• **DIRECTIONS**
Within the data below, copy each line where the string "baseboard" is found.

Point localization data:

┌──

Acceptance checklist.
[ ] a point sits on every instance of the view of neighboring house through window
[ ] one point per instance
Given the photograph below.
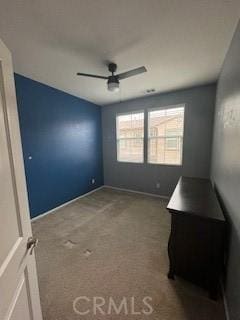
(165, 135)
(130, 136)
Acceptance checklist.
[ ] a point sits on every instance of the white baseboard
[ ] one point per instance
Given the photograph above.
(88, 193)
(140, 192)
(65, 204)
(225, 302)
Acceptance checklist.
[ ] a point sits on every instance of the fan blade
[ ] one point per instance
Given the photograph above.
(131, 73)
(91, 75)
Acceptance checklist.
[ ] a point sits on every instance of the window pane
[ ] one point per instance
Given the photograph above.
(165, 135)
(130, 134)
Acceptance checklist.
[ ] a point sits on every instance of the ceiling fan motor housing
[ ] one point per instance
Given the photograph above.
(113, 83)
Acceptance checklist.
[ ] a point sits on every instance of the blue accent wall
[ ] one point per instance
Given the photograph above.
(62, 144)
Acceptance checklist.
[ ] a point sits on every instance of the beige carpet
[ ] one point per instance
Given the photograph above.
(113, 244)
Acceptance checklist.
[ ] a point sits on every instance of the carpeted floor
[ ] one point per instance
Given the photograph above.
(112, 245)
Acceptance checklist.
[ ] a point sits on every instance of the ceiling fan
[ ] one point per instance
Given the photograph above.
(113, 80)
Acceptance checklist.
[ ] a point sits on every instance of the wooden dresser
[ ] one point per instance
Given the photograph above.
(196, 242)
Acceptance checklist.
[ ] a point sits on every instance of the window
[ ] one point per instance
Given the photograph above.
(130, 136)
(165, 135)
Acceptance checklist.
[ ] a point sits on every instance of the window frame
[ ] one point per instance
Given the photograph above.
(134, 138)
(181, 105)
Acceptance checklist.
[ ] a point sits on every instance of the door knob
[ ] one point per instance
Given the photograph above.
(31, 244)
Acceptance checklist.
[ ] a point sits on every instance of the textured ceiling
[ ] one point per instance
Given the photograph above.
(181, 43)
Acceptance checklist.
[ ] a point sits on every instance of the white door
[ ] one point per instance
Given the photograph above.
(19, 295)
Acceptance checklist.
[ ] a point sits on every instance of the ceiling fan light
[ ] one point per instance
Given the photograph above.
(113, 86)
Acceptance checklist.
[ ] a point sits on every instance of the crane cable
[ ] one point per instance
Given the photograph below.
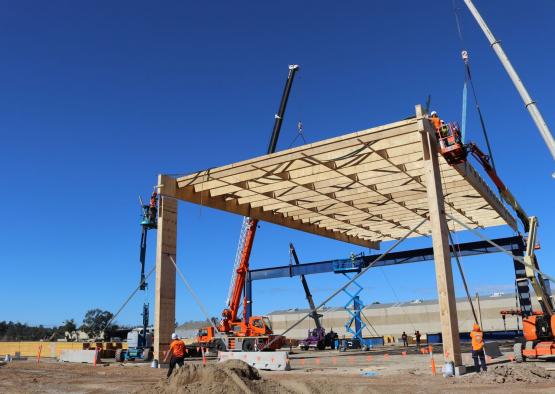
(468, 80)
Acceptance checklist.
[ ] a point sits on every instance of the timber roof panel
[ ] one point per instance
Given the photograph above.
(362, 188)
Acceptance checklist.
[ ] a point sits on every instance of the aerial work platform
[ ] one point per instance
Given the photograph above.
(362, 188)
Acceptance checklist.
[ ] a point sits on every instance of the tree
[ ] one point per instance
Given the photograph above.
(95, 323)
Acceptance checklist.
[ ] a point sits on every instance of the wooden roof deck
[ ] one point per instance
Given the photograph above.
(360, 188)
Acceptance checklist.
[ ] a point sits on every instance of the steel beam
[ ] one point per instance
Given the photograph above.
(407, 256)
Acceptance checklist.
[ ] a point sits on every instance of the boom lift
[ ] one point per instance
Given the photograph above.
(317, 337)
(139, 340)
(248, 332)
(538, 328)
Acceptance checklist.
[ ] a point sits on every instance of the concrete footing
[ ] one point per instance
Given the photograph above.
(460, 370)
(80, 356)
(273, 361)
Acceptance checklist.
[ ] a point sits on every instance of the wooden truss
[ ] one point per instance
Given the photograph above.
(362, 188)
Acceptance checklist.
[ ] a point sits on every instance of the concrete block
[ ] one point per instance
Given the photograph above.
(460, 370)
(492, 349)
(273, 361)
(79, 356)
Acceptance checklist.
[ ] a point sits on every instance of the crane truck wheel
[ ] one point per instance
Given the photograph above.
(248, 345)
(517, 349)
(119, 355)
(219, 346)
(147, 354)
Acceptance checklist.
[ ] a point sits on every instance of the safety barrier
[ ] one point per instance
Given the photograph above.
(54, 349)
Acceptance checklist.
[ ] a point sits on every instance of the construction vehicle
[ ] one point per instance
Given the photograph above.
(317, 337)
(538, 327)
(140, 339)
(249, 332)
(450, 143)
(139, 342)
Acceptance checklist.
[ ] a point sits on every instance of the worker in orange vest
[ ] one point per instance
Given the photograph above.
(478, 348)
(152, 206)
(434, 117)
(177, 353)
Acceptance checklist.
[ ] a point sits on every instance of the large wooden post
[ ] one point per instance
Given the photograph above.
(164, 308)
(442, 256)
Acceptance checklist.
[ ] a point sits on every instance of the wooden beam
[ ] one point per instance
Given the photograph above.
(470, 174)
(166, 245)
(440, 241)
(204, 198)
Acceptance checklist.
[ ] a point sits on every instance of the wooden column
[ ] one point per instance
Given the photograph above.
(440, 234)
(166, 242)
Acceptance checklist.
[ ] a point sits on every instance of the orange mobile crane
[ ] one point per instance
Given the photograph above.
(249, 332)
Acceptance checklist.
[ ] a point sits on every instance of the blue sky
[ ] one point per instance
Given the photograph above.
(97, 98)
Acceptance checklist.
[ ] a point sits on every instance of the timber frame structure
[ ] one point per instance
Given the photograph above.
(362, 188)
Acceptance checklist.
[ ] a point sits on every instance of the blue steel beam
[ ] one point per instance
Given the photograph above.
(408, 256)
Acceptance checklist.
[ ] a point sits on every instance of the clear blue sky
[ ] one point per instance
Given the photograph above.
(97, 98)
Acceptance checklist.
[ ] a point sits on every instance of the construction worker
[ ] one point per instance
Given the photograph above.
(177, 352)
(153, 206)
(478, 348)
(434, 117)
(405, 338)
(417, 336)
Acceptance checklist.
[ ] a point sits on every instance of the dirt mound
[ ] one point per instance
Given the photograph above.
(229, 377)
(511, 373)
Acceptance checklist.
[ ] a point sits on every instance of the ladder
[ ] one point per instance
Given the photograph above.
(238, 254)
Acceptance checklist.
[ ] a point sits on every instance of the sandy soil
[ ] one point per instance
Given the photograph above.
(387, 370)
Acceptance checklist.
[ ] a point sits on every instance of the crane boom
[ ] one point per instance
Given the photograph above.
(249, 225)
(528, 102)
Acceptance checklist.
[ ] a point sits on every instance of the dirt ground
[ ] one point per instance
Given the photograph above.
(381, 370)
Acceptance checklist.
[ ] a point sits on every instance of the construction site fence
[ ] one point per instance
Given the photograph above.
(54, 349)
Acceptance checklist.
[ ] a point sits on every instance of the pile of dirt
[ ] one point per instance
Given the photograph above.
(228, 377)
(511, 373)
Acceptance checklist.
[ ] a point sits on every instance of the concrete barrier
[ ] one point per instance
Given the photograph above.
(273, 361)
(79, 356)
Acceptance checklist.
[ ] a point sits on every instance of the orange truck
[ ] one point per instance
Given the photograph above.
(247, 333)
(256, 335)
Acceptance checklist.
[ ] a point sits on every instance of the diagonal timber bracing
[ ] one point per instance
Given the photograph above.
(361, 188)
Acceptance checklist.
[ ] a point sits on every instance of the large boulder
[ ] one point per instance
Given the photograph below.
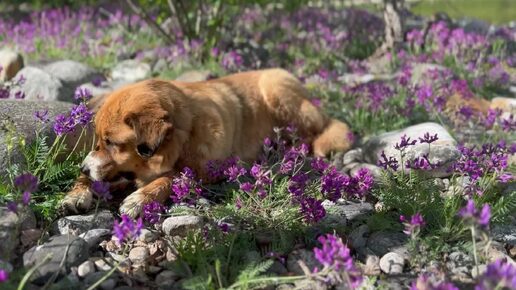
(442, 152)
(11, 62)
(40, 85)
(69, 250)
(130, 71)
(72, 74)
(18, 115)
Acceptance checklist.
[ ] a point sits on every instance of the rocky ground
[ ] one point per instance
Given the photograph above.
(78, 250)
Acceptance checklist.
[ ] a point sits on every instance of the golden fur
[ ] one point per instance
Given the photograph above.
(187, 124)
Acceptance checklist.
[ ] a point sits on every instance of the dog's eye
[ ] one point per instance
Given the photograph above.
(144, 150)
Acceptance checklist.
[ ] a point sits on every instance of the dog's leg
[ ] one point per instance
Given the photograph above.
(288, 99)
(80, 197)
(158, 190)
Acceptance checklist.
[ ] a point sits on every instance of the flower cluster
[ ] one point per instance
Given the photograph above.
(127, 229)
(475, 163)
(335, 254)
(423, 283)
(79, 115)
(152, 212)
(420, 163)
(472, 215)
(185, 188)
(27, 184)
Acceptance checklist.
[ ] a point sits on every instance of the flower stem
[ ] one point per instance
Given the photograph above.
(473, 238)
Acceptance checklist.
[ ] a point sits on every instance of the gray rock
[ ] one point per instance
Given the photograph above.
(104, 89)
(71, 74)
(85, 269)
(72, 250)
(41, 86)
(482, 268)
(380, 243)
(443, 151)
(19, 115)
(103, 264)
(301, 255)
(10, 63)
(309, 284)
(180, 225)
(131, 71)
(92, 278)
(9, 234)
(78, 224)
(358, 236)
(350, 210)
(392, 263)
(166, 278)
(95, 236)
(193, 76)
(139, 255)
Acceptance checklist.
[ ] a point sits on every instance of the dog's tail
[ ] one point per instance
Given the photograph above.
(335, 137)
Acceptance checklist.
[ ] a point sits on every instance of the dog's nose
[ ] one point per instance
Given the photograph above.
(85, 170)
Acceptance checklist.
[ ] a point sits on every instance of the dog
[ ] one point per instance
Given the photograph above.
(149, 131)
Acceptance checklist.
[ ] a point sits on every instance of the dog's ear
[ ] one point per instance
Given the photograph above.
(150, 128)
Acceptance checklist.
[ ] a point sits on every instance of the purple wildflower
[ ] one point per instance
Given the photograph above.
(26, 182)
(404, 143)
(471, 214)
(63, 125)
(388, 163)
(246, 187)
(4, 275)
(499, 275)
(297, 184)
(19, 95)
(101, 189)
(492, 115)
(509, 124)
(334, 253)
(82, 94)
(333, 183)
(423, 283)
(127, 229)
(41, 116)
(224, 227)
(312, 210)
(234, 172)
(466, 112)
(361, 183)
(318, 164)
(427, 138)
(152, 212)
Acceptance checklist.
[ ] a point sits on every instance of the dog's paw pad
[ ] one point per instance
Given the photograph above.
(133, 204)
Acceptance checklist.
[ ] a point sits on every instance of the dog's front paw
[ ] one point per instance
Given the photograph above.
(133, 204)
(77, 200)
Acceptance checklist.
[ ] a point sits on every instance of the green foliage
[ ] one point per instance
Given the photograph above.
(215, 260)
(55, 170)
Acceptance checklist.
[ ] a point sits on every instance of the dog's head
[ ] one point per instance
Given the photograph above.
(140, 130)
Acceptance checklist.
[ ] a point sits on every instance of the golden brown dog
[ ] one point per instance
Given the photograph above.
(151, 130)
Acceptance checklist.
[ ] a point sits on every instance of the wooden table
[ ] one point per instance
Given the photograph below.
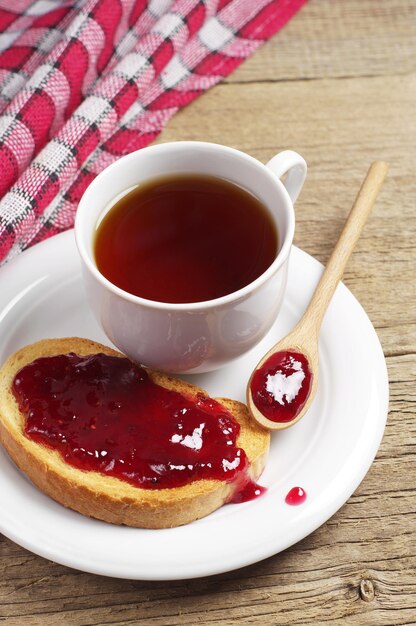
(338, 85)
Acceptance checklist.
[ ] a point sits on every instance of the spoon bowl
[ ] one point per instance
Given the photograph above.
(284, 382)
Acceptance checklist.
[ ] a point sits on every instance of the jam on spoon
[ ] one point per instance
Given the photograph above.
(104, 413)
(281, 385)
(284, 383)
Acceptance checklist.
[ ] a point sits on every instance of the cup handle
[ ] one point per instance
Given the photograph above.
(292, 164)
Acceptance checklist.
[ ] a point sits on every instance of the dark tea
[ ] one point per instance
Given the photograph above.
(185, 238)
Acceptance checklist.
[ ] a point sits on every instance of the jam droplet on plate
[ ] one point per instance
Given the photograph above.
(296, 496)
(105, 414)
(281, 386)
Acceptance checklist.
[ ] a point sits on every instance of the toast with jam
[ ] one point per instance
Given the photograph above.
(122, 443)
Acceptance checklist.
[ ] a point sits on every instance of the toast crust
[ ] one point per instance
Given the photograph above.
(106, 497)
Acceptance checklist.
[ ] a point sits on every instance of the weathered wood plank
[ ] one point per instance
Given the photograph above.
(334, 38)
(356, 105)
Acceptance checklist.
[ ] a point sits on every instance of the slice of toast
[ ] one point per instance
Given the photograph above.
(106, 497)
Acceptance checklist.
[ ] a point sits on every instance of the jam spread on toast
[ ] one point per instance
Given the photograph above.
(281, 386)
(105, 414)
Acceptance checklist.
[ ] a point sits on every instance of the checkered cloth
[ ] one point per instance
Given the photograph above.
(83, 82)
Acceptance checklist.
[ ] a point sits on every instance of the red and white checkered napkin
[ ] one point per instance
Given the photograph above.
(83, 82)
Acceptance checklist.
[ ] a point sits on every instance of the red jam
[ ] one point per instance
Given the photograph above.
(296, 496)
(105, 414)
(281, 386)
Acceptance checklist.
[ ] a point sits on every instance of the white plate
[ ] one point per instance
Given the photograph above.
(328, 453)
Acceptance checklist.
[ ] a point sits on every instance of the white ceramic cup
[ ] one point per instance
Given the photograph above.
(200, 336)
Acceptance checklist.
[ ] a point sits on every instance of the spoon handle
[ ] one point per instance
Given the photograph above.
(341, 253)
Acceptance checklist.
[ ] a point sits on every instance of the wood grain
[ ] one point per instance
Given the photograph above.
(338, 85)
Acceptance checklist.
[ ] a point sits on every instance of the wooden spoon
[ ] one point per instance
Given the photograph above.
(304, 337)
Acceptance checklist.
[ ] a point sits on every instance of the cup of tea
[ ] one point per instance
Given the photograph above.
(184, 249)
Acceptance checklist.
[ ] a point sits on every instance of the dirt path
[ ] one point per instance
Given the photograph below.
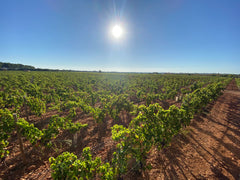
(210, 148)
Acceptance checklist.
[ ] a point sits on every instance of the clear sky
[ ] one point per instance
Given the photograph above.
(159, 35)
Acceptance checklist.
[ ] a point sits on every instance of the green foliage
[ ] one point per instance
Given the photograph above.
(32, 133)
(68, 166)
(6, 127)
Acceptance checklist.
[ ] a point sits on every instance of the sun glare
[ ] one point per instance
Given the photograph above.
(117, 31)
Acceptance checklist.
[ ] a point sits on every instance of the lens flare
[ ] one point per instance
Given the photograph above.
(117, 31)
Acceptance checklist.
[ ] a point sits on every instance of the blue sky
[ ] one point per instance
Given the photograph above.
(159, 35)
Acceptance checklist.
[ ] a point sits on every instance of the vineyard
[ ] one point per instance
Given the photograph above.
(86, 125)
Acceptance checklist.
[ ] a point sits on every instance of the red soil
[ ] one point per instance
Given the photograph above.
(208, 149)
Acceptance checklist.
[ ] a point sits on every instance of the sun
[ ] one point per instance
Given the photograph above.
(117, 31)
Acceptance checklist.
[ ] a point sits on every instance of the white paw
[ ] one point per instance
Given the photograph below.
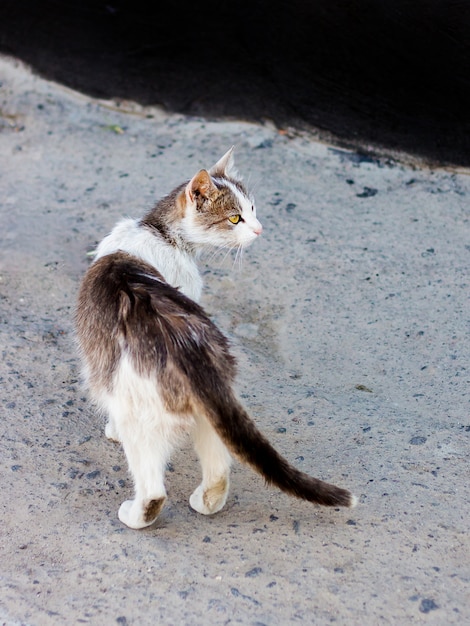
(137, 514)
(197, 502)
(207, 502)
(111, 432)
(130, 514)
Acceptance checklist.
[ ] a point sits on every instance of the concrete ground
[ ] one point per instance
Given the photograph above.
(350, 321)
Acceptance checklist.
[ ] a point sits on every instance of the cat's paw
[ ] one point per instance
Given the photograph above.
(111, 432)
(209, 501)
(137, 514)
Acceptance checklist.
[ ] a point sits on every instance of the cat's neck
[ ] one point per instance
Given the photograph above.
(175, 263)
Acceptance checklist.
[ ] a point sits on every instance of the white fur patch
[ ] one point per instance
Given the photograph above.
(177, 267)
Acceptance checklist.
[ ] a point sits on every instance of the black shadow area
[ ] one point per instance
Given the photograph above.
(393, 73)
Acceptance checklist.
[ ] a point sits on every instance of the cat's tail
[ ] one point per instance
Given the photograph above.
(239, 433)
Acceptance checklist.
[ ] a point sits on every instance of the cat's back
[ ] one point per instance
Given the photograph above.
(125, 307)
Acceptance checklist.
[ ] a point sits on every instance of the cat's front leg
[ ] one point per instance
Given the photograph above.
(140, 513)
(211, 495)
(110, 431)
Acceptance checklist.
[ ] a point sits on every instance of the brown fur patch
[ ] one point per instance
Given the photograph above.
(215, 493)
(153, 508)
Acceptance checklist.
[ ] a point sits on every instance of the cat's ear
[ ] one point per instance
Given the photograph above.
(225, 165)
(200, 185)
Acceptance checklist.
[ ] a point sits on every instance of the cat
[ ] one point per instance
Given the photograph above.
(156, 364)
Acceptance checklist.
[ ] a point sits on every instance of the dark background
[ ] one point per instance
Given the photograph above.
(394, 73)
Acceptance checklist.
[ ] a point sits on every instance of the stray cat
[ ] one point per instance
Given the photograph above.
(158, 366)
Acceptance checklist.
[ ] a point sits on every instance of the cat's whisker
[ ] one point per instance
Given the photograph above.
(237, 262)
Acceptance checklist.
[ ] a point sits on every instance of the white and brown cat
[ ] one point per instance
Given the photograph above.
(156, 364)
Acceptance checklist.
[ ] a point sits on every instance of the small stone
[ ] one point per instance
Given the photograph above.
(418, 441)
(368, 192)
(253, 572)
(427, 605)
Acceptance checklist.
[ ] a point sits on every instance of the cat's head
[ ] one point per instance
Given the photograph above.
(218, 209)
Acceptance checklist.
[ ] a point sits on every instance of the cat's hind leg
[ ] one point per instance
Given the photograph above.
(147, 459)
(147, 441)
(211, 495)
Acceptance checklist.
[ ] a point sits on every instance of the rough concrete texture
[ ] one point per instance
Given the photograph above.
(350, 320)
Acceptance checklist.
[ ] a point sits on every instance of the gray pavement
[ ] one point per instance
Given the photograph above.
(350, 319)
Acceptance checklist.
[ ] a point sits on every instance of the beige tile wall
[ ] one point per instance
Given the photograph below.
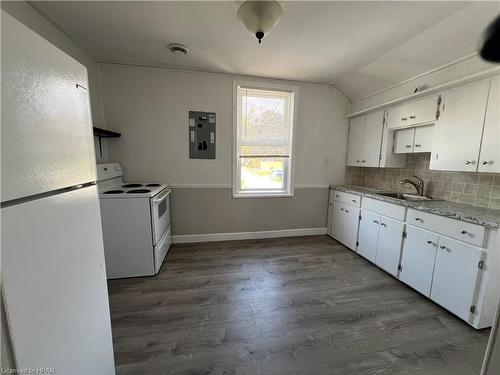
(480, 189)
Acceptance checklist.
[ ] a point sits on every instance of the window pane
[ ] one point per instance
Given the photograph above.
(262, 173)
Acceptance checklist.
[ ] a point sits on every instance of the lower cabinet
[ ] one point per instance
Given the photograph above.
(417, 260)
(345, 224)
(390, 238)
(379, 240)
(456, 275)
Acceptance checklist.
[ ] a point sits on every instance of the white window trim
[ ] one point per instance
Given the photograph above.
(236, 171)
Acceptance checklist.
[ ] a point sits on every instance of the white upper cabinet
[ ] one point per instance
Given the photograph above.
(355, 142)
(415, 112)
(370, 143)
(458, 131)
(417, 139)
(389, 245)
(489, 158)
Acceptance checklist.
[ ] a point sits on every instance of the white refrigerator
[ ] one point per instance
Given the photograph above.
(52, 259)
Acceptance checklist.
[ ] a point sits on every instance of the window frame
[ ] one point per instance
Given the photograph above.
(289, 172)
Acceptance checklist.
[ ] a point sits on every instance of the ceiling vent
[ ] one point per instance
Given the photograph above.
(178, 49)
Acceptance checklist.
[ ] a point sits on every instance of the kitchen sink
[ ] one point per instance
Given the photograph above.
(406, 197)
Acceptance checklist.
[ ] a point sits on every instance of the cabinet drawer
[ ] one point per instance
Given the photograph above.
(460, 230)
(384, 208)
(348, 198)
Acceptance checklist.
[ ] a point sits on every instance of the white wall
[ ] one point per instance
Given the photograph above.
(149, 106)
(24, 13)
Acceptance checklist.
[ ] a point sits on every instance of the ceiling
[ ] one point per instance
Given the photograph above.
(359, 47)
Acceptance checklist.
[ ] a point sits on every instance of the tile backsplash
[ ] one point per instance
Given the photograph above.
(480, 189)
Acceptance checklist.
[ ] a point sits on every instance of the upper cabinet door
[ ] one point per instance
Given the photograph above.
(417, 260)
(47, 140)
(389, 245)
(355, 142)
(423, 138)
(403, 141)
(395, 117)
(372, 139)
(489, 159)
(456, 274)
(459, 128)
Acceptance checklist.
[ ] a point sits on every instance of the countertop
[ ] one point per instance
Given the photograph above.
(487, 217)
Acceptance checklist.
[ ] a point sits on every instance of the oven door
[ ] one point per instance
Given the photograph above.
(160, 214)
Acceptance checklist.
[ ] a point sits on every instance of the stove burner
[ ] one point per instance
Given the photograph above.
(114, 192)
(138, 191)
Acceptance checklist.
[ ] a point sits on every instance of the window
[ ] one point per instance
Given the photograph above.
(264, 116)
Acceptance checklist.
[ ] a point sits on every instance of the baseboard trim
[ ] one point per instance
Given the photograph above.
(190, 238)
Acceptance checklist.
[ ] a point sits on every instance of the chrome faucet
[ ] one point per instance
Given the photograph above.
(415, 181)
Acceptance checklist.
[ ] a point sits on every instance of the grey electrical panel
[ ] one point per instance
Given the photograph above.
(201, 135)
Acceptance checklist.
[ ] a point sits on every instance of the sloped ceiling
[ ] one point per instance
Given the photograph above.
(359, 47)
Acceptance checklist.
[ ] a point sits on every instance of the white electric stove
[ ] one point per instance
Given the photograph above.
(135, 222)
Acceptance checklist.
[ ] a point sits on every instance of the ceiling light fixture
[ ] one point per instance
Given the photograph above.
(259, 17)
(178, 49)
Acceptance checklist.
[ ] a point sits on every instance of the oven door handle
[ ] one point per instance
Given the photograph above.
(161, 197)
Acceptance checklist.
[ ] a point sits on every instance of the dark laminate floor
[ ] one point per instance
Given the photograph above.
(303, 305)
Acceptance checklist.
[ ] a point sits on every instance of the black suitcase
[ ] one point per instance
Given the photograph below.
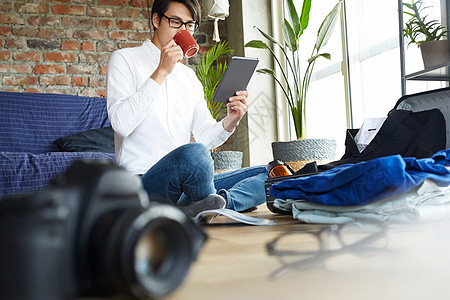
(419, 102)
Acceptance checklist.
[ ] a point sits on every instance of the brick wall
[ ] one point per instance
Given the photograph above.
(63, 46)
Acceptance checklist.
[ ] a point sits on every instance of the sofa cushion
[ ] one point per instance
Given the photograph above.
(93, 140)
(32, 122)
(27, 172)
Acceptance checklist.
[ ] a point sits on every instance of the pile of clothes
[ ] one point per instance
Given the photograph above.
(391, 188)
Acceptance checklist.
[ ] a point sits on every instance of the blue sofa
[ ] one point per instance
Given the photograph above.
(31, 125)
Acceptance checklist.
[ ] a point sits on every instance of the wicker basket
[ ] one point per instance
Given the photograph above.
(226, 160)
(298, 153)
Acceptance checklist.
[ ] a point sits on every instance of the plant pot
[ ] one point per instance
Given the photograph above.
(435, 53)
(298, 153)
(226, 160)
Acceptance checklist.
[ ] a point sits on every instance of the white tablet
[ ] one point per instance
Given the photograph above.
(236, 78)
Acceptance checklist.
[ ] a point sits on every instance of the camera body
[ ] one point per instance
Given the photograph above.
(94, 232)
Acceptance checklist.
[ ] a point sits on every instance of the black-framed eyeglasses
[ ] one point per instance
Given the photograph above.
(177, 23)
(308, 249)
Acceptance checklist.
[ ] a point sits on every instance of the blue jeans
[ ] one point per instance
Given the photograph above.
(187, 174)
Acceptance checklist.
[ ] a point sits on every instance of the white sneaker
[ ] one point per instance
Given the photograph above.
(213, 201)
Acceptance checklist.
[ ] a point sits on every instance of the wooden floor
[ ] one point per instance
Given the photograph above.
(234, 264)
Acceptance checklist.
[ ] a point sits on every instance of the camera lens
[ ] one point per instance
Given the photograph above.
(162, 255)
(151, 252)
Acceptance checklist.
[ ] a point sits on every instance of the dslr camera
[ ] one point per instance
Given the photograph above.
(93, 233)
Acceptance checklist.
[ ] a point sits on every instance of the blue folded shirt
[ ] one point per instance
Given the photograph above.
(366, 182)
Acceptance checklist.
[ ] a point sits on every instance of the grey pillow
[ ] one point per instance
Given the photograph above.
(94, 140)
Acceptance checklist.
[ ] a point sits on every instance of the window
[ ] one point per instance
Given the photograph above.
(371, 30)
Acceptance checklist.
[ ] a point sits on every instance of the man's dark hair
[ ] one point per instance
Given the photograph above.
(161, 6)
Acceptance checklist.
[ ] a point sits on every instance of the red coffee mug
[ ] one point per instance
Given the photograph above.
(187, 43)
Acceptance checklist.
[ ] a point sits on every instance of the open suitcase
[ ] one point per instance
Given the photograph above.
(419, 102)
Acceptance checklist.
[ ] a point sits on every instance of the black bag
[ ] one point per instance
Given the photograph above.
(415, 132)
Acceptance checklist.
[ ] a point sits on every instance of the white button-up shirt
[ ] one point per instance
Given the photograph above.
(150, 120)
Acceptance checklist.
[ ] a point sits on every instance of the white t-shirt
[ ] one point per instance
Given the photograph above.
(150, 120)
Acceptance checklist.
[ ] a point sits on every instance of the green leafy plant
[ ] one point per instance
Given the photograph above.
(417, 28)
(209, 71)
(296, 89)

└──

• **RESULT**
[ ] a point sits on every instance of the white baseboard
[ ] a point sits on every instance of the baseboard trim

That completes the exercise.